Records provided:
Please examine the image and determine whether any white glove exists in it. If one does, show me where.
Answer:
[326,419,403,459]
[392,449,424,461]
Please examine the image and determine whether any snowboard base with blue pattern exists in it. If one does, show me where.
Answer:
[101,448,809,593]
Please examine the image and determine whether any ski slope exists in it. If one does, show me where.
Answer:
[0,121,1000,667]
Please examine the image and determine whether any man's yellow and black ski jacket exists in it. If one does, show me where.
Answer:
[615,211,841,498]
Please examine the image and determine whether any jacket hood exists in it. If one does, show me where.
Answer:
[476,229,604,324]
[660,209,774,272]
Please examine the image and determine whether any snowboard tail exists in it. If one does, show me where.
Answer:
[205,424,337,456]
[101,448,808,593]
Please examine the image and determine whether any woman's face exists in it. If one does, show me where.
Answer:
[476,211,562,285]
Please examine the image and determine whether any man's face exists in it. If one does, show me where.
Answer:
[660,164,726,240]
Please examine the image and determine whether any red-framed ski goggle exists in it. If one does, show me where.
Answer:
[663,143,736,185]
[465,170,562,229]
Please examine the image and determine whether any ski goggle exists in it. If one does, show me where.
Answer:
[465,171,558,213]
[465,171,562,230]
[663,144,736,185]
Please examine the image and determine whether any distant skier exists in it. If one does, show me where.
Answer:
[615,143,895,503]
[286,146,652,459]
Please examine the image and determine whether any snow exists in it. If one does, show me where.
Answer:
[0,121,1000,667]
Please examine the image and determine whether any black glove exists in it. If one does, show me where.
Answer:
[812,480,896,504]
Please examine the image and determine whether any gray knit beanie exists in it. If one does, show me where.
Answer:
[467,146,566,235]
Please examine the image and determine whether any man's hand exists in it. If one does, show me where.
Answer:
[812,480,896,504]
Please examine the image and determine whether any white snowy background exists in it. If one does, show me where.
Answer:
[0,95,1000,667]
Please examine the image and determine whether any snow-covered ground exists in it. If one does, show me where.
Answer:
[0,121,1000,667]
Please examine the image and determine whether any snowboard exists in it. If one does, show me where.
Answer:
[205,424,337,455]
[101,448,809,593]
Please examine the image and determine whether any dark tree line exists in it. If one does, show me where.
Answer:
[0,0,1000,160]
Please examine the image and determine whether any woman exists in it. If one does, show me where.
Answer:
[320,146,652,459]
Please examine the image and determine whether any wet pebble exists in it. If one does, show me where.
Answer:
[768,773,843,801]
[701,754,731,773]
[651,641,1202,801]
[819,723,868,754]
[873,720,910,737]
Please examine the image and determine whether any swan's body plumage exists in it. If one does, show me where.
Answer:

The exercise:
Present every line of the records above as a numbered list, omitting blank lines.

Response:
1. Please examine the image and determine whether any white glove exists in it. If one does, show me where.
2. Answer:
3. [326,419,403,459]
4. [392,449,424,461]
5. Please examine the image and determine whether any snowboard base with blue pattern exists in it. If one does, show me where.
6. Answer:
7. [101,448,809,593]
8. Please examine the image and determine whether any ski slope exists in it. If one does, show me where.
9. Answer:
10. [0,121,1000,667]
11. Please examine the image and determine whether any man's yellow and black ski jacket exists in it. If one does, show me where.
12. Answer:
13. [615,211,841,498]
14. Please examine the image and determine whether any jacket hood exists in it. If one does, show me where.
15. Answer:
16. [476,229,604,324]
17. [660,209,774,272]
18. Please examine the image and determine whether any snowboard tail exists in it. If one does, show me where.
19. Answer:
20. [205,424,337,456]
21. [101,448,808,593]
22. Please examine the image and determine whether any woman's face exists in it. If one does, show me where.
23. Answer:
24. [476,211,562,285]
25. Please examine the image and determine whether any man's face exists in it. If one does, show me where.
26. Answer:
27. [660,164,726,240]
28. Please examine the image and determine whether any red-framed ski goggle exists in it. If one does, show me where.
29. Answer:
30. [663,143,736,185]
31. [465,170,562,229]
32. Please examine the image and determine whether any ski goggle exists in it. If one does, show me where.
33. Answer:
34. [465,171,558,213]
35. [465,171,562,230]
36. [663,144,736,185]
37. Please examine the image and determine whether any distant skier exists in it. If one does, show me where.
38. Answer:
39. [615,143,895,503]
40. [286,146,652,459]
41. Please examine the image and determine whether any snow exists in it. If one does, show me where.
42. Answer:
43. [0,121,1000,667]
44. Please examine the image and determine whether any black glove exists in it. If one does, show me where.
45. Answer:
46. [812,480,896,504]
47. Please examine the image and determine whether any gray knit beanie exists in it. If one does, show me where.
48. Answer:
49. [467,146,566,235]
50. Please examine the image and determine whether any man's hand exists in it. If one does, show me where.
51. Answer:
52. [812,480,896,504]
53. Please examine the image and determine whether any white snowy background exists in it. If one does, show me where.
54. Answer:
55. [0,95,1000,667]
56. Please examine the image and determine whether any snow-covered ground exists in it. If one does, show me where.
57. Answer:
58. [0,121,1000,667]
59. Please examine the image and determine whether any snowboard exists in it. If one does, show me where.
60. Answer:
61. [205,424,337,455]
62. [101,448,809,593]
63. Please examine the image and determine whether any dark tree line exists in it. If one does, show me where.
64. Answer:
65. [0,0,1000,160]
66. Please examine the image and determine whether any woman exists in it. If one does, show me where.
67. Answer:
68. [320,146,652,459]
69. Please examine the image and determine whether any wet pebble exists in it. If one does, show me where.
70. Answer:
71. [768,773,843,801]
72. [701,754,731,773]
73. [651,641,1202,801]
74. [819,723,868,754]
75. [873,720,910,737]
76. Please examine the image and determine whether any swan's body plumage exists in it. If one does, show me where.
77. Answer:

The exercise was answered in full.